EXERCISE DIRECTIONS ->
Please copy the material below word for word, from its first line through the line containing "<point>166,145</point>", including that line.

(Excerpts from location labeling data)
⟨
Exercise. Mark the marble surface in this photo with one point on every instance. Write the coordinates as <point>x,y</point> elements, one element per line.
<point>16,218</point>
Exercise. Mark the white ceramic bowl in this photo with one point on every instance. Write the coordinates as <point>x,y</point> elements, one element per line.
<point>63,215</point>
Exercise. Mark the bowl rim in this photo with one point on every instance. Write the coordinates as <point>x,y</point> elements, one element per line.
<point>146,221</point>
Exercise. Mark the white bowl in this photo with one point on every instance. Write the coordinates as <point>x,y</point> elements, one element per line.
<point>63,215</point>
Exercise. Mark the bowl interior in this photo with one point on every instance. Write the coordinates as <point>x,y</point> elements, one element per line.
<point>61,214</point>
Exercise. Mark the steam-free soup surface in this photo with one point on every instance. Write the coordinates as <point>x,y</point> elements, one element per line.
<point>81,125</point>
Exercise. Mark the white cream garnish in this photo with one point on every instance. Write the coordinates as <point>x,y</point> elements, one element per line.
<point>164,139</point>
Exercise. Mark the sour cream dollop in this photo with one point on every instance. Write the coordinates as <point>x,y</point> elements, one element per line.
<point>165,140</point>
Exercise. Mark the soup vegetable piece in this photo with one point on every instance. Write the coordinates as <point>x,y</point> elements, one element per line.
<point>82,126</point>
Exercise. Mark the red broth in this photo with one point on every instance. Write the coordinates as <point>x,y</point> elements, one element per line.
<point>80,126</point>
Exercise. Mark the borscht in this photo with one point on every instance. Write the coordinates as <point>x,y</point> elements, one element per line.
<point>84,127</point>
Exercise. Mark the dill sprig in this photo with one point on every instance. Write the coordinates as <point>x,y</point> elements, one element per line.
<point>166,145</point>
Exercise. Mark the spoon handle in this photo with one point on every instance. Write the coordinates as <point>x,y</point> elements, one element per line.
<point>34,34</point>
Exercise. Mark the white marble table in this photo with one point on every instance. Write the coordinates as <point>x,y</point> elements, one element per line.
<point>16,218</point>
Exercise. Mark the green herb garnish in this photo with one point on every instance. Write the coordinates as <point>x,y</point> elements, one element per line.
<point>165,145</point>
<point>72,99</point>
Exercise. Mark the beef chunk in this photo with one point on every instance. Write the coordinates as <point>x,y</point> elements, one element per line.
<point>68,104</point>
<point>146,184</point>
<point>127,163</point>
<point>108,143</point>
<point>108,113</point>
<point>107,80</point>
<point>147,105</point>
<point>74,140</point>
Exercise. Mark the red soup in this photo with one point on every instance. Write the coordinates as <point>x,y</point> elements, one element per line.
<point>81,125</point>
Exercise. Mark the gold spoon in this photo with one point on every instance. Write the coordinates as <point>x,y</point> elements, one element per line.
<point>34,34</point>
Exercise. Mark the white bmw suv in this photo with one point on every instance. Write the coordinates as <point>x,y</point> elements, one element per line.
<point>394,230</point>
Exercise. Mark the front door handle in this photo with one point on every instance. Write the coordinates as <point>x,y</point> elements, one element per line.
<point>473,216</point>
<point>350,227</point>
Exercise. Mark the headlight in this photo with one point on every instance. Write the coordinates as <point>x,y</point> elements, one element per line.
⟩
REPLY ->
Exercise. Mark the marble surface in this photo with one point on every instance. Write the coordinates as <point>x,y</point> elements, one element per line.
<point>16,218</point>
Exercise. Mark the white ceramic bowl in this photo with one point on every instance. Write the coordinates as <point>x,y</point> elements, one element per line.
<point>63,215</point>
Exercise. Mark the bowl rim in this photo with one point on every instance. Write the coordinates as <point>x,y</point> elements, one element per line.
<point>146,221</point>
Exercise. Mark the white bowl in this photo with one point on every instance. Write the coordinates as <point>x,y</point> elements, one element per line.
<point>63,215</point>
Exercise. Mark the bowl interior in this photo with one point on every instance. Write the coordinates as <point>x,y</point> elements, one element per line.
<point>61,214</point>
Exercise. Mark the steam-free soup surface in this photo with one point on every instance. Write the coordinates as <point>x,y</point> elements, one element per line.
<point>81,125</point>
Exercise. Mark the white cream garnish in this photo with one point on every instance. Write the coordinates as <point>x,y</point> elements, one element per line.
<point>164,139</point>
Exercise. Mark the sour cream dollop in this photo with one point on every instance. Write the coordinates as <point>x,y</point> elements, one element per line.
<point>165,140</point>
Exercise. Mark the soup vegetable piece in this photo with one point on every instance. Write the coordinates as <point>x,y</point> elements, one element per line.
<point>82,126</point>
Exercise. Mark the red broth in this photo with one point on every instance. Write the coordinates as <point>x,y</point> elements, one element per line.
<point>80,126</point>
Exercise. Mark the borscht in this photo with one point on every instance. Write the coordinates as <point>x,y</point> elements, one element per line.
<point>84,127</point>
Exercise. Mark the dill sprig in this photo with one point on every instance. Write the coordinates as <point>x,y</point> elements, one element per line.
<point>166,145</point>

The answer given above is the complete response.